問題 - 下の行のうち、「door」という語が入っている行はいくつありますか。数だけを答えてください。

入力データ -
---+---
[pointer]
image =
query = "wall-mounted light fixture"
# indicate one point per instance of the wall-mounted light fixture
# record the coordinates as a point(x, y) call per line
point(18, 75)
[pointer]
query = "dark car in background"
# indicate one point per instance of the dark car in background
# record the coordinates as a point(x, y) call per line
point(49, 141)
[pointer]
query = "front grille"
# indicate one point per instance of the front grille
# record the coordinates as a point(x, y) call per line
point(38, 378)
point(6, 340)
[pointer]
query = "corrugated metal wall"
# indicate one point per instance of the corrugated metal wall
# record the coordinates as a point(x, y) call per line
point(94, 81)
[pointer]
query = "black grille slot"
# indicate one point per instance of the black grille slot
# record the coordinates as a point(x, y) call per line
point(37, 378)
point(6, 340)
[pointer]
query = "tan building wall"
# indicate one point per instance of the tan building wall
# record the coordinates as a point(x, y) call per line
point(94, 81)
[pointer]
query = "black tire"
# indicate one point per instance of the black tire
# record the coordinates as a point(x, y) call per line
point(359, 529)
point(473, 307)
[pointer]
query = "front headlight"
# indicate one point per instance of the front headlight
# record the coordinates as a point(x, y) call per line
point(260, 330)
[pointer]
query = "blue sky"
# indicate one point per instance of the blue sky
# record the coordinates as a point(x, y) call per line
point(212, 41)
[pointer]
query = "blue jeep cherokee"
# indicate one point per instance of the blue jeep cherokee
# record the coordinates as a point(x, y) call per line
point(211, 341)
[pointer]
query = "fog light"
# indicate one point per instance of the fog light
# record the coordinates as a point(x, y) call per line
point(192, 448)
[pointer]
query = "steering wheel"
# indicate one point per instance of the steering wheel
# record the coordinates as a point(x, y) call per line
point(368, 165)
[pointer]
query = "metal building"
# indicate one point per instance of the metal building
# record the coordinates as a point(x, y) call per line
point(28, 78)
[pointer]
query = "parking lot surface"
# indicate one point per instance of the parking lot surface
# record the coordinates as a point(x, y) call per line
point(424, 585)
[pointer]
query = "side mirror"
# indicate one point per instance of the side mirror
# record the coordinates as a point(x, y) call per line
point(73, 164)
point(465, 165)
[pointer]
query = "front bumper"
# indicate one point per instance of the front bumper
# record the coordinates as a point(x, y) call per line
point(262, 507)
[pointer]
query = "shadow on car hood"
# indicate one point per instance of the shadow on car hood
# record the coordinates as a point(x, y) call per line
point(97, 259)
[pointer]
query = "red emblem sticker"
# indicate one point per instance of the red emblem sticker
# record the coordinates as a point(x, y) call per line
---+---
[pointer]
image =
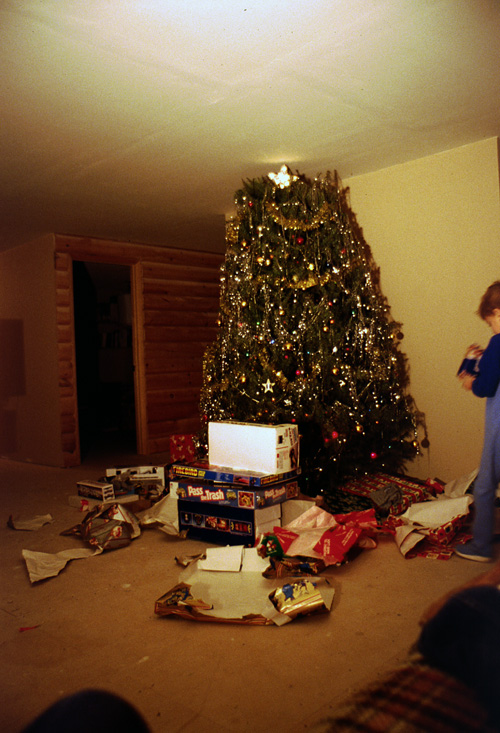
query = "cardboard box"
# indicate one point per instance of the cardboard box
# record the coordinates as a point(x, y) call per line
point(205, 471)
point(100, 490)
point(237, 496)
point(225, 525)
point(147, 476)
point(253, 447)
---+---
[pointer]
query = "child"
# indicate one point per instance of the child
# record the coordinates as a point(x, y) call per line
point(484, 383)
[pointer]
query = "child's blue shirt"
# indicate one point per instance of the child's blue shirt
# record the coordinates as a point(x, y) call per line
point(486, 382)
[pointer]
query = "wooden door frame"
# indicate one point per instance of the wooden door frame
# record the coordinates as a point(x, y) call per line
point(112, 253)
---+---
解答 - 2